◆ Task item ◆
Each line of the records below that holds "police" should be copied out.

Items listed in a dataset
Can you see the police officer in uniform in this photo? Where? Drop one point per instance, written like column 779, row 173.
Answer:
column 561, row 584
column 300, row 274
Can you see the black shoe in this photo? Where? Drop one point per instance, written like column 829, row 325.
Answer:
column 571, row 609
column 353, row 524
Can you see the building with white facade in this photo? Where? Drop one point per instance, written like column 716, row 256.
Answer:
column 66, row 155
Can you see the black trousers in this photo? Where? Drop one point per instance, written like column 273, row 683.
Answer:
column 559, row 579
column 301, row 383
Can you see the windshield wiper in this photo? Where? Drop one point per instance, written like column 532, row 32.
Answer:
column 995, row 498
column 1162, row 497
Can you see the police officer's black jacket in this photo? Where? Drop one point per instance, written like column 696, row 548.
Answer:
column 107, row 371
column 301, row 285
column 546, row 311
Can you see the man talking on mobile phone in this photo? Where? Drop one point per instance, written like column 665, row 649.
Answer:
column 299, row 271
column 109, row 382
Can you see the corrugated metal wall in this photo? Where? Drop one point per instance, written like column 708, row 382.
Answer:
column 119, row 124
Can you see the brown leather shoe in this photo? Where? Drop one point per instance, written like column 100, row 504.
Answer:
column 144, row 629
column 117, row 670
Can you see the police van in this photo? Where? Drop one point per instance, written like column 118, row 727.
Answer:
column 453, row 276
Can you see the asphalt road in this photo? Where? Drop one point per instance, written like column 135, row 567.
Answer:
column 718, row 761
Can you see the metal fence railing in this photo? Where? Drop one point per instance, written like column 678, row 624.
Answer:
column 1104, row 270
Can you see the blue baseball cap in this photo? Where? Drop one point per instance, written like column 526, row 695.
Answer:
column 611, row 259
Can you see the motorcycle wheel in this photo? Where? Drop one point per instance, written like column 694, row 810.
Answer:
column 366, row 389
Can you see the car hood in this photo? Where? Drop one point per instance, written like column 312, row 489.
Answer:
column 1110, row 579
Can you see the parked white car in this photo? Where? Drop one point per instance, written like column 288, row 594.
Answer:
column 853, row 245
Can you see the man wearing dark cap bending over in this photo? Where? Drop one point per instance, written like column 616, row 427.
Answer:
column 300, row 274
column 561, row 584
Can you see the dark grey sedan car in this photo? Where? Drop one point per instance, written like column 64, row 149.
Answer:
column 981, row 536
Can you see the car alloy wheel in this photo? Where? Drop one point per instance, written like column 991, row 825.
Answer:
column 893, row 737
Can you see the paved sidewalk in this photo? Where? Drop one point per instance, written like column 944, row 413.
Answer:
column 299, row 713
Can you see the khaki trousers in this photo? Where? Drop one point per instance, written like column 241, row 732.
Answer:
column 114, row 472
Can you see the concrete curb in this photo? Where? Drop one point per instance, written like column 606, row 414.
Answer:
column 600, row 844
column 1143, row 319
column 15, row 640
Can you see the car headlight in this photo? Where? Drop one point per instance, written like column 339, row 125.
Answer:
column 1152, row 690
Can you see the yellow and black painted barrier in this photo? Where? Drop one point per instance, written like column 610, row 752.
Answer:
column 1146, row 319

◆ Response box ◆
Can you see the police officer in uniform in this photo? Where? Drop one point per instance, written like column 779, row 173.
Can you see the police officer's black jacket in this photo? Where? Drop one point per instance, written like column 696, row 548.
Can you see the police van in this photo? Where? Drop one point per instance, written like column 118, row 727.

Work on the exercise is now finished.